→ **Written exercise**: Reproduce every one of the entries below line for line, omitting the pictures.

→ **Entries shown**:
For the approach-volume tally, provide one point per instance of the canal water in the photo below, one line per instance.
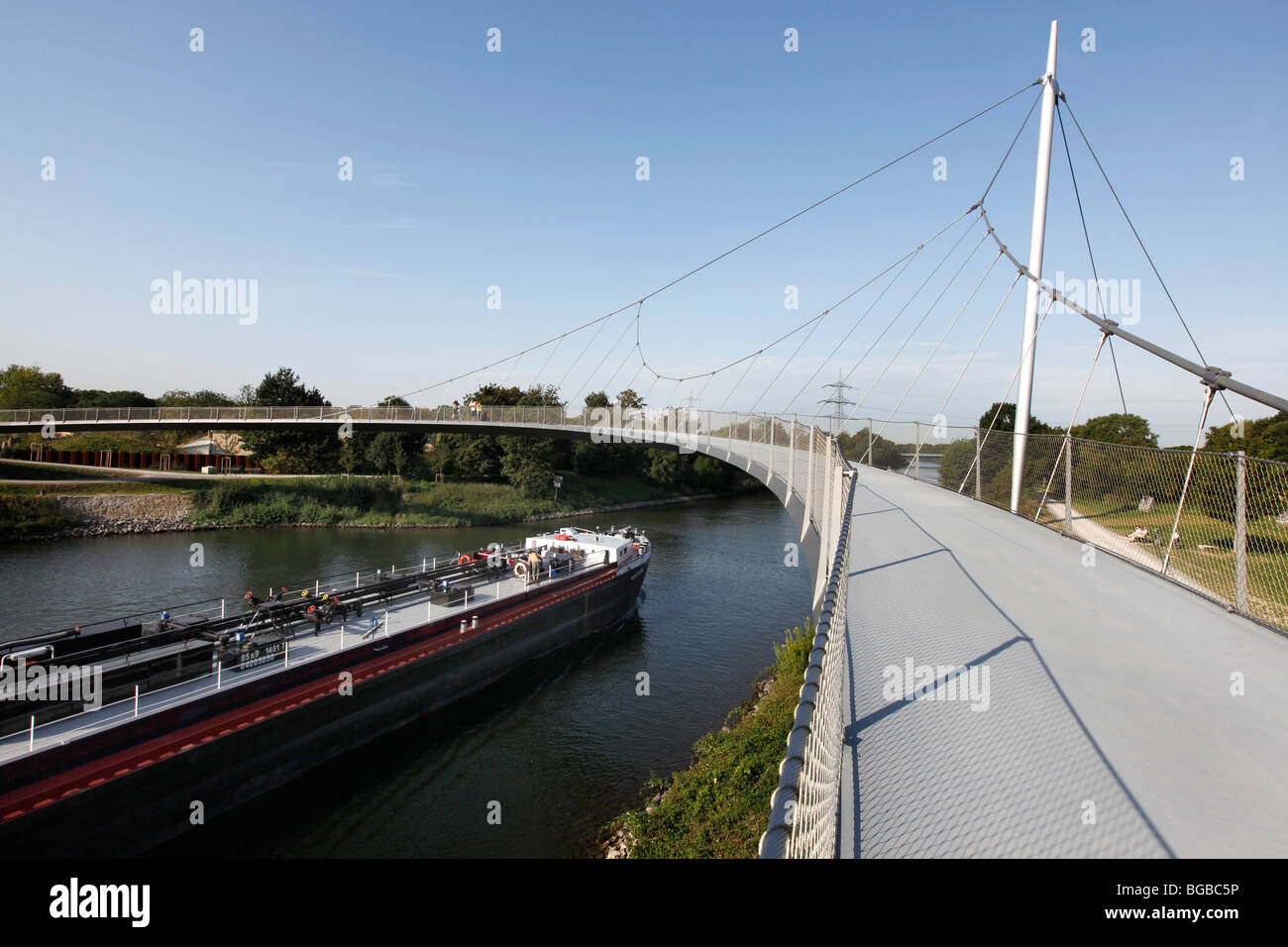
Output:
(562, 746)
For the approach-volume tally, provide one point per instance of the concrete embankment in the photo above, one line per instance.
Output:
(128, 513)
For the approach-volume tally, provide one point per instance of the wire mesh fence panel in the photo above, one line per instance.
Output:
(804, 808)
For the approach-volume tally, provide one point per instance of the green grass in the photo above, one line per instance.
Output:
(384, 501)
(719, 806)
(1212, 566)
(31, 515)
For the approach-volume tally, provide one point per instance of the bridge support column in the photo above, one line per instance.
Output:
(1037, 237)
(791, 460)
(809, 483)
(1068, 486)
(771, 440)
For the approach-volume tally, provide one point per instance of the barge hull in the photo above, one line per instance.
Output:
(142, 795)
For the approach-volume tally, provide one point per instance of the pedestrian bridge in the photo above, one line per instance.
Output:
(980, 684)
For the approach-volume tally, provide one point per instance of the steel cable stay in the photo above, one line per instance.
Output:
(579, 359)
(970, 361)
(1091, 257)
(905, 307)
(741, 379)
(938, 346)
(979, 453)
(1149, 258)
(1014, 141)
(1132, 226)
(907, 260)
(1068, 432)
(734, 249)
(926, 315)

→ **Answer to this task**:
For the approach-volume tally, provide one point per instance of the canal water in the photo below, one line per instance.
Output:
(562, 746)
For the approach-volume tally, provide one point per instance of the concrete embankment in the photo above, one line per instance.
Output:
(128, 513)
For the approach-volume tally, provide one point per instance of the wire mesh fence panel in the photo above, one line per instance.
Output:
(804, 808)
For the approach-volume tally, provide one point per instance of the green grass in the photo above, one line per instance.
Output:
(384, 501)
(719, 806)
(1212, 566)
(31, 515)
For the approach-volume tally, provide one point per instance of the bridge support column in the photo above, one line per instance.
Output:
(1037, 237)
(791, 460)
(809, 483)
(1068, 486)
(771, 440)
For the approach-volume tally, provide one point per instance of the barge hull in the photo above, one line per instance.
Output:
(142, 795)
For the approach-volume tally, provide one point per instance of the pedestrian bridge in the photo above, one line per instance.
Output:
(980, 684)
For the approach-volume tally, provide one point per instance of the steel cable stay in the photo above, one line per instance.
Output:
(579, 359)
(970, 361)
(1091, 257)
(905, 307)
(741, 379)
(938, 346)
(979, 453)
(1149, 258)
(1014, 141)
(1132, 226)
(907, 260)
(1068, 432)
(734, 249)
(926, 315)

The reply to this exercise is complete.